§ INSTRUCTION A
In the point placement records, recast the lines as a numbered list, leaving out blank lines: start at the line that has "Where can the green vest" and stop after the line that has "point(71, 190)".

§ SELECTED PASSAGE
_ _ _ _ _ _ _

It just so happens that a few of the films in the Revivals section are from directors in the Criterion Collection. Here is a list of those films:

THE AGE OF INNOCENCE (1993) 139 min
Director: Martin Scorsese
Country: USA
Edith Wharton’s 1925 novel about a secret passion within the social universe of Old New York struck many writers and fans as an odd departure for Martin Scorsese. When it was released in 1993, The Age of Innocence was greeted with equal amounts of admiration and puzzlement. 20 years later, this stunning film seems like one of Scorsese’s greatest – as visually expressive as it is emotionally fine-tuned, the movie is a magnificent lament for missed chances and lost time. With an extraordinary cast led by Daniel Day-Lewis as Newland and Michelle Pfeiffer as Ellen. Grover Crisp and his team at Sony have now given Scorsese’s film the long-awaited restoration it deserves – this is the world premiere. Restored by Sony Pictures Entertainment.

_ _ _ _ _ _ _

Point placement records

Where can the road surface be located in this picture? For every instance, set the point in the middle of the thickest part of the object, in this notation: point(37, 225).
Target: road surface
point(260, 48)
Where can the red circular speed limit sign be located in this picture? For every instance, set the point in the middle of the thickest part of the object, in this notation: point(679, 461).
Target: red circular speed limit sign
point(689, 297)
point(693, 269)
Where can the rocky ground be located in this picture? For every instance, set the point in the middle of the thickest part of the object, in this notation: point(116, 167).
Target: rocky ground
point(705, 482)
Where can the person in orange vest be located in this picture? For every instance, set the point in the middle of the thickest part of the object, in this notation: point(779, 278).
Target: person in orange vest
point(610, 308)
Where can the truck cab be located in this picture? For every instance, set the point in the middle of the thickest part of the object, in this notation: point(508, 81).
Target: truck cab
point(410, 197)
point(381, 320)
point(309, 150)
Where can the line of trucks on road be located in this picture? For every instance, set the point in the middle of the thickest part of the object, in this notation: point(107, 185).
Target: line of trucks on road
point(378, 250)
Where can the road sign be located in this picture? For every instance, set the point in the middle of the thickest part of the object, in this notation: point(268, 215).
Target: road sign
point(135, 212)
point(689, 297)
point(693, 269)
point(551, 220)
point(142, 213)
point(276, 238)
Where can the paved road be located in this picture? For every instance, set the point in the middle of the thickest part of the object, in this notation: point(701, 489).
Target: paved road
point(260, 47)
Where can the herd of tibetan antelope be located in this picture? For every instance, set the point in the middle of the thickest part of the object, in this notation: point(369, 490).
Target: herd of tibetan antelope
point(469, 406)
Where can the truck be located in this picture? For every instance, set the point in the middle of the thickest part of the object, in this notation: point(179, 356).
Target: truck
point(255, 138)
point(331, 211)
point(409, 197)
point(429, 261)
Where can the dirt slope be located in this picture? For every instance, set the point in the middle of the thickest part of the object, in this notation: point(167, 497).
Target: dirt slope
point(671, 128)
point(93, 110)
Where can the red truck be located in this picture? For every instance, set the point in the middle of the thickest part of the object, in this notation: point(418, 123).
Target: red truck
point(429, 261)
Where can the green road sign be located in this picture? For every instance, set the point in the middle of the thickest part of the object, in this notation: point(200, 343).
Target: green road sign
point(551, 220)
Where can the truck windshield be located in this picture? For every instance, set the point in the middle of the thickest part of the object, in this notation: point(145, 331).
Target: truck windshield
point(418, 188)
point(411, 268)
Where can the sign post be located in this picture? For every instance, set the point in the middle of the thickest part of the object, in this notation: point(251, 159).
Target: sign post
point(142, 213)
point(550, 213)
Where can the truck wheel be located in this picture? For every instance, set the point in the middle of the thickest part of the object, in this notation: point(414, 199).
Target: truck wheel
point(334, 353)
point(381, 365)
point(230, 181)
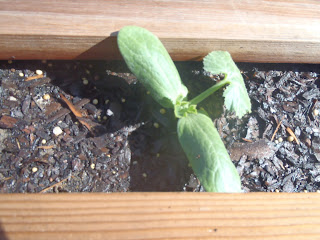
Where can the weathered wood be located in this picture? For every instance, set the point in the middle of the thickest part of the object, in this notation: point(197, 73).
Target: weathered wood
point(252, 30)
point(160, 216)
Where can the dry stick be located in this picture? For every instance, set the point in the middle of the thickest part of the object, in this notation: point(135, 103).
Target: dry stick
point(76, 112)
point(275, 132)
point(292, 134)
point(34, 77)
point(46, 147)
point(54, 185)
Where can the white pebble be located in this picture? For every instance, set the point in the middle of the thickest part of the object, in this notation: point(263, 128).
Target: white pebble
point(57, 131)
point(290, 138)
point(109, 112)
point(46, 96)
point(85, 81)
point(162, 111)
point(92, 166)
point(39, 72)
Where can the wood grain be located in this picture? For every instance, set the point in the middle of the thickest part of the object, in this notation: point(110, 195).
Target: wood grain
point(160, 216)
point(251, 30)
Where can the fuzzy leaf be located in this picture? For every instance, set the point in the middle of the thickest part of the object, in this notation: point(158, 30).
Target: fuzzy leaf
point(150, 62)
point(235, 95)
point(209, 159)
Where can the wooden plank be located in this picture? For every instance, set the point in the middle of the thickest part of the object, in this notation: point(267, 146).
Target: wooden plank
point(252, 30)
point(160, 216)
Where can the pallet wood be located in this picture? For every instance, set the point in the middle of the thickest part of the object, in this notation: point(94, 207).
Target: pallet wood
point(252, 30)
point(160, 216)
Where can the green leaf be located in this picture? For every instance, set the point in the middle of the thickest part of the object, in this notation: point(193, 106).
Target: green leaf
point(209, 159)
point(150, 62)
point(236, 96)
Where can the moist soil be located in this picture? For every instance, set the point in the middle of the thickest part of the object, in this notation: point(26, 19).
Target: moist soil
point(91, 127)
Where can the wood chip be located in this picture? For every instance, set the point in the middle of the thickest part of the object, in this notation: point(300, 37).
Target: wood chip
point(292, 134)
point(7, 122)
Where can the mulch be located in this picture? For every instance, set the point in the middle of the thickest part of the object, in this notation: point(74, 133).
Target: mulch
point(91, 127)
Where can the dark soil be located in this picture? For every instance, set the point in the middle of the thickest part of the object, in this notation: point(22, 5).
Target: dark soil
point(121, 142)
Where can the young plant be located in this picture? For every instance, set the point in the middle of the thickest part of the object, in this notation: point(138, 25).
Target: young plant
point(147, 58)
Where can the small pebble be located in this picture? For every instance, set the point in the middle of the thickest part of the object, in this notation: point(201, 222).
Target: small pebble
point(92, 166)
point(11, 98)
point(290, 138)
point(57, 131)
point(46, 96)
point(85, 81)
point(109, 112)
point(39, 72)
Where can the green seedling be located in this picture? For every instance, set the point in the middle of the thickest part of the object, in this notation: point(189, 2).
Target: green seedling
point(147, 58)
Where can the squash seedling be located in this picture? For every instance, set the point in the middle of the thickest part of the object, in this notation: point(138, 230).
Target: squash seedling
point(150, 62)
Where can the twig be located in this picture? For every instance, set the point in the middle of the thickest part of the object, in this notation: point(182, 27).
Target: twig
point(277, 128)
point(54, 185)
point(33, 77)
point(46, 147)
point(292, 134)
point(73, 108)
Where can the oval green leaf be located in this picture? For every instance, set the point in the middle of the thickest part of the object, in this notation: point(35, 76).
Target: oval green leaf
point(236, 95)
point(209, 159)
point(150, 62)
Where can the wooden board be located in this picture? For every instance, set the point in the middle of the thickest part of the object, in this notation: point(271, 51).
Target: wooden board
point(160, 216)
point(251, 30)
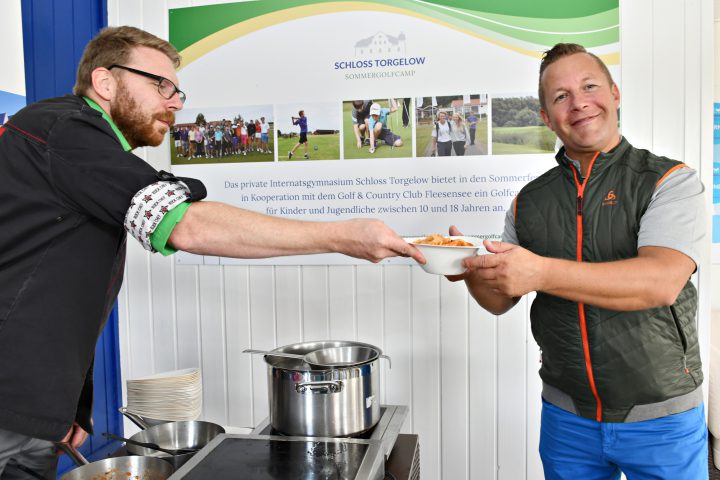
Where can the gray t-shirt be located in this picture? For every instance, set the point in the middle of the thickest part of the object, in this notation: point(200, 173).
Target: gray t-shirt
point(674, 218)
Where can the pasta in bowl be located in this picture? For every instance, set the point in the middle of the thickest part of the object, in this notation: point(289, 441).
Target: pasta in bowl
point(445, 255)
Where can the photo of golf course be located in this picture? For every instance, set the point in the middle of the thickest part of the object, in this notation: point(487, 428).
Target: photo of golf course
point(398, 122)
point(321, 122)
point(223, 135)
point(517, 127)
point(467, 114)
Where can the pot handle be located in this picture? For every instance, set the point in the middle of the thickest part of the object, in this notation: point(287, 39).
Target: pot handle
point(332, 386)
point(72, 452)
point(136, 419)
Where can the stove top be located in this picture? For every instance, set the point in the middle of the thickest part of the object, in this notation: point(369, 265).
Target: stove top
point(263, 455)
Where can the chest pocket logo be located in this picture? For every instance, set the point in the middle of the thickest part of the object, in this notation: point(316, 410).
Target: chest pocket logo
point(610, 199)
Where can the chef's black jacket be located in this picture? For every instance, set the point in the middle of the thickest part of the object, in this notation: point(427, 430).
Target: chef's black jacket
point(66, 181)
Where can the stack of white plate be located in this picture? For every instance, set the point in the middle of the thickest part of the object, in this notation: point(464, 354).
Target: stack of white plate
point(171, 396)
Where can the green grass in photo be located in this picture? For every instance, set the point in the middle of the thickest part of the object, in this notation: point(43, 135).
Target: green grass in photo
point(383, 150)
point(235, 158)
point(320, 147)
point(514, 140)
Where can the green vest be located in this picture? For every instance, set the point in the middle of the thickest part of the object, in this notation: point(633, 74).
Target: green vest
point(606, 361)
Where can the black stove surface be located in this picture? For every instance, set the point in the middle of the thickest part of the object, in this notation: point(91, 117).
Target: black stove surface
point(271, 431)
point(275, 459)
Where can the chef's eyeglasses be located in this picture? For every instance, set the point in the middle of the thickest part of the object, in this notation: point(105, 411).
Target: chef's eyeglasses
point(166, 88)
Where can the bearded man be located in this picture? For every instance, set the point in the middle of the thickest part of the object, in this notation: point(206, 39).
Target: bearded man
point(71, 190)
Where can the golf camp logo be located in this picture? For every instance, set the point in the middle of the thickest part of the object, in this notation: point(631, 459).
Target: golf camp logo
point(610, 199)
point(380, 55)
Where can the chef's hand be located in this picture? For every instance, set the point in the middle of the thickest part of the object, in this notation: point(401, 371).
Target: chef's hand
point(76, 436)
point(372, 240)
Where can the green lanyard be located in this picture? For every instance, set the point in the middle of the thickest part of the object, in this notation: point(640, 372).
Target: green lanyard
point(107, 118)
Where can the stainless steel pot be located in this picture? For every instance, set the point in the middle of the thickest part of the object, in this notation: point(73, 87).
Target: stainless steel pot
point(175, 435)
point(324, 402)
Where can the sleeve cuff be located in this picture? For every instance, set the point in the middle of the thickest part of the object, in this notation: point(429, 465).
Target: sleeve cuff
point(161, 234)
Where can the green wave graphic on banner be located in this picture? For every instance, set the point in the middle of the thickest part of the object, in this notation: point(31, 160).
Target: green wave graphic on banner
point(527, 26)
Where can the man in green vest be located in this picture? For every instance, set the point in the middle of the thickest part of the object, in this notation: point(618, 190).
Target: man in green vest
point(608, 239)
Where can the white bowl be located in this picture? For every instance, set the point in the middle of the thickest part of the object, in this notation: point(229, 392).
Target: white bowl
point(447, 260)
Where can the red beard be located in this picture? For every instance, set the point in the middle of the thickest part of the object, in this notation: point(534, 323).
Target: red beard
point(137, 126)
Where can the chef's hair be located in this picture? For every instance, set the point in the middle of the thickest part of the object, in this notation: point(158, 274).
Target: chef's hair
point(113, 46)
point(562, 50)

_ _ _ _ _ _ _

§ INSTRUCTION B
From the Revivals film listing, give again the passage that starts at the words "THE AGE OF INNOCENCE (1993)" and ends after "Sony Pictures Entertainment.", word for word.

§ TASK OUTPUT A
1. Where can the green vest be located in this picture? For every instance, set the point in the middle of the thickest part of the object, in this notation: point(633, 74).
2. Target: green vest
3. point(606, 361)
4. Where can the black stove surface be located in this picture? For every instance, set the point in the middle of the thickest part of the object, in this notation: point(91, 117).
5. Target: black stove surface
6. point(271, 431)
7. point(275, 459)
8. Where can the chef's eyeglasses be located in this picture? For every instance, set the point in the middle of the thickest part of the object, in this notation: point(105, 411).
9. Target: chef's eyeglasses
10. point(166, 88)
11. Where can the bearded man be located in this picture? For every instance, set the point in the middle of the thickest part of the object, in this notation: point(206, 39).
12. Target: bearded man
13. point(71, 190)

§ TASK OUTPUT B
THE AGE OF INNOCENCE (1993) 139 min
Director: Martin Scorsese
Country: USA
Edith Wharton’s 1925 novel about a secret passion within the social universe of Old New York struck many writers and fans as an odd departure for Martin Scorsese. When it was released in 1993, The Age of Innocence was greeted with equal amounts of admiration and puzzlement. 20 years later, this stunning film seems like one of Scorsese’s greatest – as visually expressive as it is emotionally fine-tuned, the movie is a magnificent lament for missed chances and lost time. With an extraordinary cast led by Daniel Day-Lewis as Newland and Michelle Pfeiffer as Ellen. Grover Crisp and his team at Sony have now given Scorsese’s film the long-awaited restoration it deserves – this is the world premiere. Restored by Sony Pictures Entertainment.